▶ _Required action 1_
Copy word for word the part of the Veeco news text starting with "Veeco Instruments Inc" and going on through "cut energy use.".
▶ _Required action 2_
In the text about Veeco, what was the company's share of the LED equipment market in 2009?
▶ _Required action 3_
For each statement, say whether the Veeco news text agrees with it, and quote the words of the text that decide it. (a) Veeco is one of two global suppliers of equipment to manufacture LEDs. (b) Peeler expects growth to speed up this year. (c) Veeco already holds more than half the Chinese and South Korean markets.

▶ _Text shown_

Veeco Instruments Inc aims to supply at least half the global market for LED tools this year and expects the Chinese subsidies that underpin demand to stay intact through the first half of 2011, Chief Executive John Peeler said on Friday.
LEDs, or light-emitting diodes, are used mainly to light consumer electronics such as mobile phone and television screens and have enjoyed explosive growth in recent years. But they are also poised to unseat incandescent and compact fluorescent light bulbs as governments, businesses and consumers seek to cut energy use.
Veeco, which along with Germany’s Aixtron AG, is one of two global suppliers of equipment to manufacture LEDs, increased its share of that market to 45 percent last year from 30 percent in 2009.
This year, Peeler said growth would continue, albeit at a slower pace.
“We’d like to get over 50 percent and stay over 50 percent,” Peeler said, noting the company already had more than half the Chinese and South Korean markets.

▶ _Given data_

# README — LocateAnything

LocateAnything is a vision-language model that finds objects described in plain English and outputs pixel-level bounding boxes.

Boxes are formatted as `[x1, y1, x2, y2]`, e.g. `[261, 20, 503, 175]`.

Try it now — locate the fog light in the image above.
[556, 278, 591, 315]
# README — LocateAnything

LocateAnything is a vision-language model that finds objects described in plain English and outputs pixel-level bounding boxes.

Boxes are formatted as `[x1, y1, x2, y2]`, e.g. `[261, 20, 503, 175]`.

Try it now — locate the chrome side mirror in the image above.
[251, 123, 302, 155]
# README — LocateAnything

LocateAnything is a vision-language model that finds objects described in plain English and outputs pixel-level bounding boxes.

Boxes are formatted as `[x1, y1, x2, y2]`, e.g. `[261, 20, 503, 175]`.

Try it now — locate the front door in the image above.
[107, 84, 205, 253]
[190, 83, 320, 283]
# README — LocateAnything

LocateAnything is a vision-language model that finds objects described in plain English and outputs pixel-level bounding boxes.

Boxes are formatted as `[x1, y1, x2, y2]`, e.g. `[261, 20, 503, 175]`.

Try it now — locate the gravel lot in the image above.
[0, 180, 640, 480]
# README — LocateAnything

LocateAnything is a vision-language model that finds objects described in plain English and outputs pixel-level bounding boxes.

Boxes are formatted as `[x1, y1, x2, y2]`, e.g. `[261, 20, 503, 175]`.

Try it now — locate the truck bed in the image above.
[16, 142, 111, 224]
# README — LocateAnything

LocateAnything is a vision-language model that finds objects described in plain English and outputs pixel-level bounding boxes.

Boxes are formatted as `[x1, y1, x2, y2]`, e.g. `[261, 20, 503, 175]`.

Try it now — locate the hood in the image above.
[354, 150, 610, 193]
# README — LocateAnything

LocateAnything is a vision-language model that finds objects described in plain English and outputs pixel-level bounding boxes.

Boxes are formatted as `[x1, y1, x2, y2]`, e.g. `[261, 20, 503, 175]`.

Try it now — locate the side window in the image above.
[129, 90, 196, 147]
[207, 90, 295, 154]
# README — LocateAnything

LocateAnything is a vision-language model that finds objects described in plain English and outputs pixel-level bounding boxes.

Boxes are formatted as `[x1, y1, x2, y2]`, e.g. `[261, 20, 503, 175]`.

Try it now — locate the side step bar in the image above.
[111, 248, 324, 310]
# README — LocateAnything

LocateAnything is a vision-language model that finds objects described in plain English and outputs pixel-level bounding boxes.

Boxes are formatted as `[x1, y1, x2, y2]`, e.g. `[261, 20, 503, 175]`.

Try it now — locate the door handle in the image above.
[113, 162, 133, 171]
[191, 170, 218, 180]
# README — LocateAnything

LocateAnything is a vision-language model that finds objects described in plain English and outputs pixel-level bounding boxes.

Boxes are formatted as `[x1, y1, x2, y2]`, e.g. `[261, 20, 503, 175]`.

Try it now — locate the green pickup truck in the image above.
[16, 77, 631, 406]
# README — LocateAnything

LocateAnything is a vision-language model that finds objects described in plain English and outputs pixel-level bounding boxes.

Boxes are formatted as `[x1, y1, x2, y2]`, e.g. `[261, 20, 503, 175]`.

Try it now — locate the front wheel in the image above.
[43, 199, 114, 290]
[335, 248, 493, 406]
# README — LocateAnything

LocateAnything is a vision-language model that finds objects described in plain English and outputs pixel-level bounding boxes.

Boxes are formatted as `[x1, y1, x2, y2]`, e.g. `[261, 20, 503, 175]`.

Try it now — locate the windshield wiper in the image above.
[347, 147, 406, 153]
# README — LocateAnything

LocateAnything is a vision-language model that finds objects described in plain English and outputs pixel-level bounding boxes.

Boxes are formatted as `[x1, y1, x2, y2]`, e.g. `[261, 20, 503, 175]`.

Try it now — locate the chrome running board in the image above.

▶ _Worked solution 1_
Veeco Instruments Inc aims to supply at least half the global market for LED tools this year and expects the Chinese subsidies that underpin demand to stay intact through the first half of 2011, Chief Executive John Peeler said on Friday.
LEDs, or light-emitting diodes, are used mainly to light consumer electronics such as mobile phone and television screens and have enjoyed explosive growth in recent years. But they are also poised to unseat incandescent and compact fluorescent light bulbs as governments, businesses and consumers seek to cut energy use.

▶ _Worked solution 2_
30 percent

▶ _Worked solution 3_
(a) Yes: "is one of two global suppliers of equipment to manufacture LEDs"
(b) No: "growth would continue, albeit at a slower pace"
(c) Yes: "the company already had more than half the Chinese and South Korean markets"